• Data extract:

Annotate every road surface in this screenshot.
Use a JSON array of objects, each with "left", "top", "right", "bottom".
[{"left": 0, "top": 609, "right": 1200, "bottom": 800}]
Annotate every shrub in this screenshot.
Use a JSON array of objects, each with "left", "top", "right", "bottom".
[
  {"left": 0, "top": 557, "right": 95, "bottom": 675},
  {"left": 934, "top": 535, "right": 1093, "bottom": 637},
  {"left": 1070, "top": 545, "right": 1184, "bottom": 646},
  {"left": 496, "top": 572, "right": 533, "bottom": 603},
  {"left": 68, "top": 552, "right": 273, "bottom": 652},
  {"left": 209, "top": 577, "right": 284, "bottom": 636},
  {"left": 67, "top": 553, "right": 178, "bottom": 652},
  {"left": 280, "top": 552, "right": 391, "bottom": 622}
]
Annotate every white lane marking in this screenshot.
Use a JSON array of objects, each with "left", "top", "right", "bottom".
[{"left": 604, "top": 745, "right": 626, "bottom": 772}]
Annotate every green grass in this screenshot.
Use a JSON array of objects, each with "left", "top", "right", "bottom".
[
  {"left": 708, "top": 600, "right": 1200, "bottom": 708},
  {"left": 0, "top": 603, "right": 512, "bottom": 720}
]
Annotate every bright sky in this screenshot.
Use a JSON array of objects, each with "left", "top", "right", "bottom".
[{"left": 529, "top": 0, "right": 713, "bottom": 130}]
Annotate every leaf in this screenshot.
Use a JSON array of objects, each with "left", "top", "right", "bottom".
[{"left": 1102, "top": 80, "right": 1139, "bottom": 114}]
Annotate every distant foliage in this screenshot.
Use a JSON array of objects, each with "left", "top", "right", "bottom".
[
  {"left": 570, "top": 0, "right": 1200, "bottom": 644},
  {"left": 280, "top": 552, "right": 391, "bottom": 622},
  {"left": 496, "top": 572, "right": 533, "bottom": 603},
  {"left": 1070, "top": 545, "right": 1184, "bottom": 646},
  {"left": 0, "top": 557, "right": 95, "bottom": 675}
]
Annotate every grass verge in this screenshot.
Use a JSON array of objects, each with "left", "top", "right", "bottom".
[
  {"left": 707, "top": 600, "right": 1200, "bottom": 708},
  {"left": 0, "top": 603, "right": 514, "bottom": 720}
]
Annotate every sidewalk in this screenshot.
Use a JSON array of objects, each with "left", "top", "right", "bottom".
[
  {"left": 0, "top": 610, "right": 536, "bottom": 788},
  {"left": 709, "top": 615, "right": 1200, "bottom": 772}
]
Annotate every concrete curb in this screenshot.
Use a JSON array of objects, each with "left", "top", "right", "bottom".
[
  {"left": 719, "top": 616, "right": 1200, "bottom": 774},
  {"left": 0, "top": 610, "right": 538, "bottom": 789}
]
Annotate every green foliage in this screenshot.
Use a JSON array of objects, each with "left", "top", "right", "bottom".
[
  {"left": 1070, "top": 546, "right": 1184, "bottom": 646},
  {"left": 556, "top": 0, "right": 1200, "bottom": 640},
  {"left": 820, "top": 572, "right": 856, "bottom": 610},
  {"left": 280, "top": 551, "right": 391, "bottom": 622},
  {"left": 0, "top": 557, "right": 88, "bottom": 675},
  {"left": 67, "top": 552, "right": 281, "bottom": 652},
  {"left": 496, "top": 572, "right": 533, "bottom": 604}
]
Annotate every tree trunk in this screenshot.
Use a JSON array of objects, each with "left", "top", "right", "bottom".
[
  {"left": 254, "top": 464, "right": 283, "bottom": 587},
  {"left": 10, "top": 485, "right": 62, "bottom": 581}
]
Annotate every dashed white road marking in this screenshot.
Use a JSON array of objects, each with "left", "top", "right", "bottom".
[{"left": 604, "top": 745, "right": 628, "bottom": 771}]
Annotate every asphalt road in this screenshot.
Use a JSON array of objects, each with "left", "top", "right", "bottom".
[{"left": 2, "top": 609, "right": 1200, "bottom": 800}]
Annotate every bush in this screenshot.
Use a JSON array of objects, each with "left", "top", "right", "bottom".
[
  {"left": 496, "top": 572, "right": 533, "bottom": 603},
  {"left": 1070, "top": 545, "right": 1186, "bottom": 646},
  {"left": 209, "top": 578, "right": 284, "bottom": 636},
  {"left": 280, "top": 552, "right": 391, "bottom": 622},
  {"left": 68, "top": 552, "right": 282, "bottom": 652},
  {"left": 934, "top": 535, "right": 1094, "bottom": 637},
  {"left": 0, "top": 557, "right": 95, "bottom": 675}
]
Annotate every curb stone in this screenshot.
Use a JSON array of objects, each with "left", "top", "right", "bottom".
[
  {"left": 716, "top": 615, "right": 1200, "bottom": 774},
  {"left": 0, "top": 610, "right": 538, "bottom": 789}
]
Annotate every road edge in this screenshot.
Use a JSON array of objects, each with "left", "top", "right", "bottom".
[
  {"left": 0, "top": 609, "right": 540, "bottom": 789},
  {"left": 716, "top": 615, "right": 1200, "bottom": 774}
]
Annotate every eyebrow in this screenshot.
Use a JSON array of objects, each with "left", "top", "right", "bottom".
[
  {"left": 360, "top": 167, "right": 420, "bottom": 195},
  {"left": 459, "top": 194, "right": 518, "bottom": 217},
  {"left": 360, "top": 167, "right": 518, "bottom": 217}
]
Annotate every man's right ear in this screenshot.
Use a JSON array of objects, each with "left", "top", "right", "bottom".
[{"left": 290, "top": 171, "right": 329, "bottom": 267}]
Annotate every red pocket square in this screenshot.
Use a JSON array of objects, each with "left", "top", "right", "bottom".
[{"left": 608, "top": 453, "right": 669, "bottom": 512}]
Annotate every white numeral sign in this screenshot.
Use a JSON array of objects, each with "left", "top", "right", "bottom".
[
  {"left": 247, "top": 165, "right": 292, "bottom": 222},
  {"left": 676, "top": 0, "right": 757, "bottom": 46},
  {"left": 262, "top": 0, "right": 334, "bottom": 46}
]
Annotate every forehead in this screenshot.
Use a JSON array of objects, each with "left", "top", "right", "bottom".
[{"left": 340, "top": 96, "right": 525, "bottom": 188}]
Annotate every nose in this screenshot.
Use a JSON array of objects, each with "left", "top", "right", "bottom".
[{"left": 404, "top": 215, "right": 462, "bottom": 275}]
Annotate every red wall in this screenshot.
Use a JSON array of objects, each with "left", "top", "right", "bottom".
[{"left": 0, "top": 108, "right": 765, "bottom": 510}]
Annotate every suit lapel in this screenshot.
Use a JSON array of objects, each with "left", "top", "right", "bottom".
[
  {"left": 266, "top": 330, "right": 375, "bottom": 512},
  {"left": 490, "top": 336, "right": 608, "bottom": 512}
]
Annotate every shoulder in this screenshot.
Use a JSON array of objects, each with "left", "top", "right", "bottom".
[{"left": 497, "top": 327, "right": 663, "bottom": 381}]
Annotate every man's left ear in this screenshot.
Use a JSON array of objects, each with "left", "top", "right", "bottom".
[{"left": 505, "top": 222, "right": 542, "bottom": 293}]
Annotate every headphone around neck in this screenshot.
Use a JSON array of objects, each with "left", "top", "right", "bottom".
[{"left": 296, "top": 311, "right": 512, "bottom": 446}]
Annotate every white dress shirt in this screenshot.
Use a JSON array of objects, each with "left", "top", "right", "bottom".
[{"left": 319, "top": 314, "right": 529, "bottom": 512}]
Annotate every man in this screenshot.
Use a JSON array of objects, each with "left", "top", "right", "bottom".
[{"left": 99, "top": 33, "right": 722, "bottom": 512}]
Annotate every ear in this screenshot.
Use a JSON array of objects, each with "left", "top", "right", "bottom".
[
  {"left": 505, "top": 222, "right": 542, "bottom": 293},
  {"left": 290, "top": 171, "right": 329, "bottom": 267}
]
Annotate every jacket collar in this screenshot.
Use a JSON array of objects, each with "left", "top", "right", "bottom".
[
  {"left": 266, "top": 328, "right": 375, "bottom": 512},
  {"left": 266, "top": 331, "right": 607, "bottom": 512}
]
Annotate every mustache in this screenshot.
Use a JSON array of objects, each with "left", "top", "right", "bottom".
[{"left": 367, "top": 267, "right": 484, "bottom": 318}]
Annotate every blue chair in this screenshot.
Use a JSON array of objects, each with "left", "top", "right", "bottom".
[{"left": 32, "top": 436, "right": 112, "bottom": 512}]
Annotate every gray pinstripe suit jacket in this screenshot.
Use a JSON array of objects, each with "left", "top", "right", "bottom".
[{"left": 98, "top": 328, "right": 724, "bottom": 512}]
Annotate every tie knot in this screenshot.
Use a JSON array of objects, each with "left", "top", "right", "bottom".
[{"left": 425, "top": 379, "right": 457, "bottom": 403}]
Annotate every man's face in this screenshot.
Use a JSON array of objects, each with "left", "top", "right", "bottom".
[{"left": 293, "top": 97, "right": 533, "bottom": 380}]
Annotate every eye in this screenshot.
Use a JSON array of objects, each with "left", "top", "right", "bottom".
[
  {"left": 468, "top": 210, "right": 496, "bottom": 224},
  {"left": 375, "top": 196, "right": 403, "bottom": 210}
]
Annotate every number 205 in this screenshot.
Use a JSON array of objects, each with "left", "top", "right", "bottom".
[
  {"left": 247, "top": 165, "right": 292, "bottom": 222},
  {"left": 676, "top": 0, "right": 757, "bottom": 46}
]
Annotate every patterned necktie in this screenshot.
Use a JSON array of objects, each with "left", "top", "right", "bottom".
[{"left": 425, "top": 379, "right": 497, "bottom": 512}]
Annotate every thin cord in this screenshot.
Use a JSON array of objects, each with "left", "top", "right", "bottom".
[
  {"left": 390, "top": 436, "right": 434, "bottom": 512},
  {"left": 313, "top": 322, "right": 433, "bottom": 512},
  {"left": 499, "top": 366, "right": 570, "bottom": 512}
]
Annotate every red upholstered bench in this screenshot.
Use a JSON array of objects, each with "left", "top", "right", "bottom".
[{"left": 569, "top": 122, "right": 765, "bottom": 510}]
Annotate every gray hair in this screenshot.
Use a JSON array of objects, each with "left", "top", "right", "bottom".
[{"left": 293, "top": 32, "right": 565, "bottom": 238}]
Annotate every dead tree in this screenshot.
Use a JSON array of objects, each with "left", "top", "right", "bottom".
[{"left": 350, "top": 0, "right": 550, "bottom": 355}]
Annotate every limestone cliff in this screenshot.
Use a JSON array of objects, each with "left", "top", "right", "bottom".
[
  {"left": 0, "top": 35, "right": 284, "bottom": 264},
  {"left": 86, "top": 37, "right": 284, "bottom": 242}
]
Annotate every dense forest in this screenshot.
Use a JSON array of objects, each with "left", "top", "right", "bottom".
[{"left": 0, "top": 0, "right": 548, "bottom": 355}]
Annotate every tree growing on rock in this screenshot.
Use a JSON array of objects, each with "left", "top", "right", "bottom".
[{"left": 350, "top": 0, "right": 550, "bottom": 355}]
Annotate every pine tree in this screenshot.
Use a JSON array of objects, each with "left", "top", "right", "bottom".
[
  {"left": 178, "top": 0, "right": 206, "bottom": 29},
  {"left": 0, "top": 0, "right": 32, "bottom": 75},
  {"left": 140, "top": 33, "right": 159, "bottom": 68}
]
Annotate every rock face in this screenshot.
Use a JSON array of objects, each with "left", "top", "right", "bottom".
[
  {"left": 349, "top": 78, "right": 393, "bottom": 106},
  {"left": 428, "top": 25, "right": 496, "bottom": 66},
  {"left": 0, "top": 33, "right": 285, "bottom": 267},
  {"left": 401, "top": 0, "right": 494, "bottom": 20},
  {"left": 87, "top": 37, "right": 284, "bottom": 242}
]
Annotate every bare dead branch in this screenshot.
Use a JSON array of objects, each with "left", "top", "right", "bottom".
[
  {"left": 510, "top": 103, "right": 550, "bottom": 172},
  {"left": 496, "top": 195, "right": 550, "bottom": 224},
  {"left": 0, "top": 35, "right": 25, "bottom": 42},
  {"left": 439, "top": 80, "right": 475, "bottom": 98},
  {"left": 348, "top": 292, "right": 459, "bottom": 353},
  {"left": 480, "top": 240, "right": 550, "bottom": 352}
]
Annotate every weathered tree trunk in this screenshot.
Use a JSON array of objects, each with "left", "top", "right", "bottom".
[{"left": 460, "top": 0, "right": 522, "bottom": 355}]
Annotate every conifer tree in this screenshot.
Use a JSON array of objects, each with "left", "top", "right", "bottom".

• Exercise goal: Which lines of the listing above contain the word "foliage"? Find each one and copy it out in full, matching case exactly.

• Output for this task:
Annotate every distant foliage in this screenshot.
Annotate every green foliage in this screenshot.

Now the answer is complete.